Text extract:
-*-*-
You want to end this war? Start by consistently showing the American public the daily effects of it on the Iraqi population. Without censure. Show the blown-up bodies. Show the dead and wounded children. Show the grieving families. Anyone who criticizes this as blatantly indecent, should question the decency of what America has forced upon Iraq.
If the American public was truly exposed to the realities of what their government and politicians subject the peoples of other nations to, they would not be so quick to send their sons and daughters off to war, and they would think twice about the decency of their own morals and “Christian values”.
The American mainstream media is complicit to this unnecessary war. They have failed both the innocent citizens of America and Iraq. Shame on them forever.
Bush and Cheney won’t be impeached and they will suffer no repercussions after leaving office because they are Americans leading their country in a time of so-called “war”. Simply put, American ultra-patriotism will save them.
Posted 04/18/2008 08:49pm with
“Flags are bits of colored cloth that governments use first to shrink-wrap people’s brains and then as ceremonial shrouds to bury the dead. [Applause] When independent- thinking people (and here I do not include the corporate media) begin to rally under flags, when writers, painters, musicians, film makers suspend their judgment and blindly yoke their art to the service of the “Nation,” it’s time for all of us to sit up and worry.
To call someone “anti-American”, indeed to be anti-American, (or for that matter, anti-Indian or anti-Timbuktuan) is not just racist, it’s a failure of the imagination. An inability to see the world in terms other than those the establishment has set out for you. If you’re not a Bushie you’re a Taliban. If you don’t love us, you hate us. If you’re not Good, you’re Evil. If you’re not with us, you’re with the terrorists.”
-Arundhati Roy
Posted 04/18/2008 09:44pm with
Magi91711 said:
I lost a friend in the towers. If waterboarding or anything short of pulling out some guys fingernails could have stopped he and 3000 other guitless individuals from being incinerated, I would have gladly walked to the spicket.
- – – end quote – – -
I would have run, no, sprinted – to beat you to the spicket, IF ”..waterboarding or anything short of pulling out some guys fingernails could have stopped..” 9/11 and saved those lives who were not only guitless, but also included way too many of those who were Americas best heroes. I don’t think that there is a sentient being on this continent that would disagree with you on that. But that is a very big IF.
But the point (to me) is that it is only in the movies that torture-obtained information does any good and save the day.
In real life, if we the people demand an accountable and transparent government, then maybe we would find out what, if any, response happened to the memo to the POTUS titled “OBL Determined to fly planes into US buildings this summer” one month before 9/11 . Was it really just ignored? Really? It bothers me that I don’t know more about that. I don’t like secretive government.
-*-*-
Items from a data source:
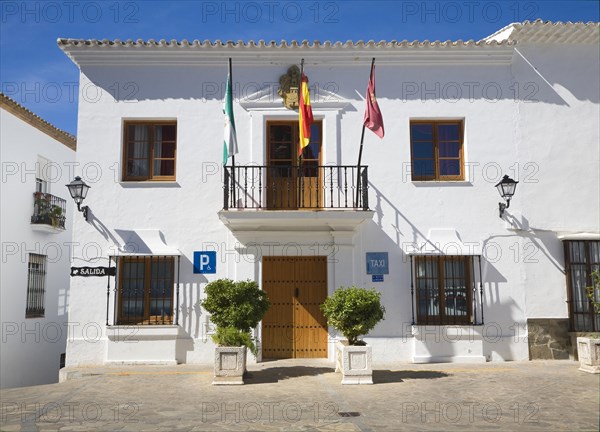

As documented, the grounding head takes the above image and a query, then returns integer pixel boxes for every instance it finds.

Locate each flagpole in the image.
[356,57,375,205]
[298,59,308,171]
[227,57,237,206]
[298,59,308,204]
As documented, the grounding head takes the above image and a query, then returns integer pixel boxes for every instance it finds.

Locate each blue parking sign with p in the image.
[194,251,217,274]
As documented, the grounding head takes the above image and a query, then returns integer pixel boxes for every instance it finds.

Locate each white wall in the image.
[0,109,75,388]
[68,46,600,364]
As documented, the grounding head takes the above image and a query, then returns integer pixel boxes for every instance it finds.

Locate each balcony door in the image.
[266,121,323,210]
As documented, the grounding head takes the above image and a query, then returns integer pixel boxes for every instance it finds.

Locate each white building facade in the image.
[0,94,76,388]
[58,21,600,366]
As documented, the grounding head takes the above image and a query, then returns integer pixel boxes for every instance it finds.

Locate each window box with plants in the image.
[321,286,385,384]
[200,279,270,385]
[577,271,600,373]
[31,192,65,229]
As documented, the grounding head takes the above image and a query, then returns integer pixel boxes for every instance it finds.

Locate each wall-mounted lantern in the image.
[65,176,90,222]
[496,175,519,217]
-*-*-
List of tasks:
**A.** In the Iraq war comments, what is said to save Bush and Cheney from repercussions?
**B.** Continue the Iraq war comments from the point where they end.

The results:
**A.** American ultra-patriotism.

**B.**
How about the Colorado FBI agent who was onto the “terrorists are in flight school” plot and got shut down by the FBI uber-dudes in Washington D.C.. Just office politics, or what? I wish I knew.
How about decades of neglect of our immigration policies allowing (how many? – more than half) the 9/11 nineteen terrorists to remain in the US past the end of their visas? I read that 10 of them had been pulled over by local law enforcement on traffic issues in the six months before 9/11 – what if their illegal visa status had come up on the screen for the officer? And what if he had authority to detain them for ICE?
What if there were an armed air marshall on every flight. Some flights, two armed air marshalls.
But the issue in front of us involves our loss of the best part of the idea of America. If our leaders conspired to take away my valued legacy of living in a humane country, then I want them held accountable by the same law that they would apply to you or me.
“Give in to your hatred and your journey to the dark side will be complete. ~ Emporer Palpatine” ...IS just a line from a movie, but the idea might have some application here in the real world.
Posted 04/18/2008 10:25pm with
No doubt about it torture does work.
Just ask John McKKKain.
When he was a POW he was known as “Songbird”
POWs who were incarcerrated with him say he gave up bomber routes which got a bunch of our pilots and crew killed.
Just Google John McCain Songbird and see for yourself.
Posted 04/18/2008 10:28pm with
I hope that we can all agree that no matter what our opinion is on this issue that we all recognize how important it is for our country to know exactly what our government officials did or did not do in our names. As President Reagan once said, “Trust but verify”. Having a full, fair investigation into the torture question is not only prudent but the only way to ensure government accountability to the people.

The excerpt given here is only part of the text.